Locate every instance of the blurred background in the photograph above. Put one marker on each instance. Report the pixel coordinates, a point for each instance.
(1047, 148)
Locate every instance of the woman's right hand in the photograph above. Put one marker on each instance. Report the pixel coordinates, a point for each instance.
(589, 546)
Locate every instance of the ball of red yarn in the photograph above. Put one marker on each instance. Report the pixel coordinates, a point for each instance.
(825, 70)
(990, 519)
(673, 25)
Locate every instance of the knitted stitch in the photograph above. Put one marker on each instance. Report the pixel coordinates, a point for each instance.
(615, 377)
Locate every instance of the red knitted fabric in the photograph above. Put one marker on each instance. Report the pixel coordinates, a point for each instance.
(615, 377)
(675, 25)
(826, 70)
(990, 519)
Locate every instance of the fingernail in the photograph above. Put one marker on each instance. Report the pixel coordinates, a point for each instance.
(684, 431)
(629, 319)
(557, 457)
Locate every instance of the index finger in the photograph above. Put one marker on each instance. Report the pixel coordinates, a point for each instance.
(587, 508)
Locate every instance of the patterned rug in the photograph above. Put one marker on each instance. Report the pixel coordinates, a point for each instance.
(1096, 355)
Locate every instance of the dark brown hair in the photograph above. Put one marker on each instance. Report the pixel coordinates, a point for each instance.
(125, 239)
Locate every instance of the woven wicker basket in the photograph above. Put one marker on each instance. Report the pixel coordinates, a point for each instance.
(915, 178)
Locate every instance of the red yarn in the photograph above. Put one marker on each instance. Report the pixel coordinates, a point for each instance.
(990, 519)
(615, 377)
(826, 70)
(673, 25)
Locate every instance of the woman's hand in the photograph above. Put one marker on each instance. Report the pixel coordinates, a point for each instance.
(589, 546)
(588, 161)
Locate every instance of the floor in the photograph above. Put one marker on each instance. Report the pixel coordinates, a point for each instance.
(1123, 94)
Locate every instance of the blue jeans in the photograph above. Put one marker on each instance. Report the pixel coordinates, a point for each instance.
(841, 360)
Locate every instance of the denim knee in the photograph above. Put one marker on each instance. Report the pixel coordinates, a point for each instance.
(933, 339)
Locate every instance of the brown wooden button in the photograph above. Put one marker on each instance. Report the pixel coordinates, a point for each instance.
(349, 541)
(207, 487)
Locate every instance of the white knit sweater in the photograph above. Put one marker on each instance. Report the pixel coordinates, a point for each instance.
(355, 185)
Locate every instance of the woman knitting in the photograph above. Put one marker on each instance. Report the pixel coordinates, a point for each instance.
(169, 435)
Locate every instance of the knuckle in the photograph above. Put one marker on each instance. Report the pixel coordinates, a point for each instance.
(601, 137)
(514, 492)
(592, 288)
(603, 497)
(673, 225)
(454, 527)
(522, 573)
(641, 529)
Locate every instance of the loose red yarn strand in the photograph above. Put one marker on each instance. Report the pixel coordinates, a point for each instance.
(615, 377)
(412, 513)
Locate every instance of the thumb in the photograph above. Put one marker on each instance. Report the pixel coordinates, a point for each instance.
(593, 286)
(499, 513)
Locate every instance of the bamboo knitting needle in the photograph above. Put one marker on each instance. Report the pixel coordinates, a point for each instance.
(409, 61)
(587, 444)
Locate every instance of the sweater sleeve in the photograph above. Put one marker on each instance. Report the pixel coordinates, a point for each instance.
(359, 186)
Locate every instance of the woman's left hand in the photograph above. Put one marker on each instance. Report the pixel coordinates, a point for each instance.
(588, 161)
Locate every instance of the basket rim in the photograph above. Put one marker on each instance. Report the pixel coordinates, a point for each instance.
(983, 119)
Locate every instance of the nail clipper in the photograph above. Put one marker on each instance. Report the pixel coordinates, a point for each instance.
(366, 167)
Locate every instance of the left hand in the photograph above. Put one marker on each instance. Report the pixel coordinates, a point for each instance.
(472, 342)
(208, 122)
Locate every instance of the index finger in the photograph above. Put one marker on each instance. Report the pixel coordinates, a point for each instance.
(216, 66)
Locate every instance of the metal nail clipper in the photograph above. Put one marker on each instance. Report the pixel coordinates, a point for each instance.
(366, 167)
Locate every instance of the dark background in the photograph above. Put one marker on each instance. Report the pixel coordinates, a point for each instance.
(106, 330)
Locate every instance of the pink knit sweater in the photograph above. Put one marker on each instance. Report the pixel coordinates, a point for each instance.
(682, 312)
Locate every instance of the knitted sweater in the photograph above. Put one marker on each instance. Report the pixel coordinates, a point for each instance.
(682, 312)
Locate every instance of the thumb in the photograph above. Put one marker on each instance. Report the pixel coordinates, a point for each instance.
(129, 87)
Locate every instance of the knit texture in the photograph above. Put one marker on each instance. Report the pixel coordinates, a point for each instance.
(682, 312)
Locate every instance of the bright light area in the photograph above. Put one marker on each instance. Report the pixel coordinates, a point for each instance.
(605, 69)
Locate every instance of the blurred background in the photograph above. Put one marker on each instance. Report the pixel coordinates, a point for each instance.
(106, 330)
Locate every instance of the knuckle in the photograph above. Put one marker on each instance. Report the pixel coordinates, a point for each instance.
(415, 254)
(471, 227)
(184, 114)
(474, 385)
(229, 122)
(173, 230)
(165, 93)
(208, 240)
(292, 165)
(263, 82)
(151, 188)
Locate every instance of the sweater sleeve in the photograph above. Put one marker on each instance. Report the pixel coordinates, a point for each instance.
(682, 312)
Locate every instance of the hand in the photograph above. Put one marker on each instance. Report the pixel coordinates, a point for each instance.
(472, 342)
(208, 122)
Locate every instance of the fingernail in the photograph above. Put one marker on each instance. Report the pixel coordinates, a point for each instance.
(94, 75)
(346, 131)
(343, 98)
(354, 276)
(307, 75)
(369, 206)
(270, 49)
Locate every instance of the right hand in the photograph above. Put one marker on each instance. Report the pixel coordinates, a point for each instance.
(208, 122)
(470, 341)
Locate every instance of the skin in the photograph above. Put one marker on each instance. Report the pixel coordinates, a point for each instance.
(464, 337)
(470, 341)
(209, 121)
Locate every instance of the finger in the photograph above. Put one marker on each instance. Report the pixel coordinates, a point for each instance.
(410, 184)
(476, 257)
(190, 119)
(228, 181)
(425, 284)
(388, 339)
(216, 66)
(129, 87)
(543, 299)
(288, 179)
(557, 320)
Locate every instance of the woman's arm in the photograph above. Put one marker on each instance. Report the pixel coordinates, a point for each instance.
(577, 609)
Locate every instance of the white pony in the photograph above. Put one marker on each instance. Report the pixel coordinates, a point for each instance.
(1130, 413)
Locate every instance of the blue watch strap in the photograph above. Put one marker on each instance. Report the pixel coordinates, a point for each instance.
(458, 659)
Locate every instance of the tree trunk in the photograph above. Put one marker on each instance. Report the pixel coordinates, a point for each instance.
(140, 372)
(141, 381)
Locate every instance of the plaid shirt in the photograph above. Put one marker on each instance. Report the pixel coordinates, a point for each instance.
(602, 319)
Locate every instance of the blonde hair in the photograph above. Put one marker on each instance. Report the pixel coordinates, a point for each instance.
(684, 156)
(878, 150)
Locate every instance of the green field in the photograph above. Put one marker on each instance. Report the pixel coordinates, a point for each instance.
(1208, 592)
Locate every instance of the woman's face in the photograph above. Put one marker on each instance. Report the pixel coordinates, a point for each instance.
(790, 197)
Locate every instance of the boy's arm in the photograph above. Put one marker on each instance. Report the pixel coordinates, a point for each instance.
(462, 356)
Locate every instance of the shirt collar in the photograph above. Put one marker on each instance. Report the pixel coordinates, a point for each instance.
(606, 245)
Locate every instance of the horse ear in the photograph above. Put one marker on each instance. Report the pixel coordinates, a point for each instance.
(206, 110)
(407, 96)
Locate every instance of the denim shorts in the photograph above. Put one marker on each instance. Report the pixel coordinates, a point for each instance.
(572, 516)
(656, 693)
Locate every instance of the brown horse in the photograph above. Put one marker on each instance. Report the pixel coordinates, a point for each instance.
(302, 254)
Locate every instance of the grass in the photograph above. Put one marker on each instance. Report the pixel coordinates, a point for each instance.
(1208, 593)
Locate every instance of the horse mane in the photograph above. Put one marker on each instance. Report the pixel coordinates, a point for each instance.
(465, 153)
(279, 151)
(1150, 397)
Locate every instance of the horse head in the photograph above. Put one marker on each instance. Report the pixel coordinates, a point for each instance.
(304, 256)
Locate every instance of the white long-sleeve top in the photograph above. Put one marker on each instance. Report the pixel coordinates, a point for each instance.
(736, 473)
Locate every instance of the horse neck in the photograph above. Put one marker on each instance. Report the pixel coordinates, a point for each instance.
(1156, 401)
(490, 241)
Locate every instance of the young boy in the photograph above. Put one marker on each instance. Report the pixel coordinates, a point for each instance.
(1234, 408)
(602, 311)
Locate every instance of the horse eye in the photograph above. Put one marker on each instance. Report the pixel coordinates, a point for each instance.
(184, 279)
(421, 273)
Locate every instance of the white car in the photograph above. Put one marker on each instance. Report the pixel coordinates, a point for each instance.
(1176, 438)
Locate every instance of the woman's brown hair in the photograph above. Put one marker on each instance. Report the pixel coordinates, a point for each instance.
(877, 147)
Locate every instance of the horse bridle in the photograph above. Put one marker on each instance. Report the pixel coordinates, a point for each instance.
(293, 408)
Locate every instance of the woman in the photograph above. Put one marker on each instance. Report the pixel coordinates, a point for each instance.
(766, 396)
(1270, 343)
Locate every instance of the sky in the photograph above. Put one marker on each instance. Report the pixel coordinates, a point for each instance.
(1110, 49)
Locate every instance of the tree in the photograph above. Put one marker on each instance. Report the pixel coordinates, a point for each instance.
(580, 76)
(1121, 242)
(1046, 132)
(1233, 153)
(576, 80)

Problem - Start at the line with "Locate every instance of the woman in" and stop at the end of the records. Write those lines out exactly and add nothing.

Exercise response -
Locate every instance of the woman in the photograph above. Put one marker on each instance. Report the pixel coordinates, a point for each instance.
(766, 396)
(1270, 343)
Locate every instance of the sky in the photograph above. Put one marker on each instance. Report the pixel coordinates, a point for each instance.
(1110, 49)
Locate every instance of the tree in the photograph above. Put one marker on each instance. Report the pixel coordinates, a point for each instance.
(580, 76)
(1121, 242)
(1046, 132)
(1233, 153)
(576, 80)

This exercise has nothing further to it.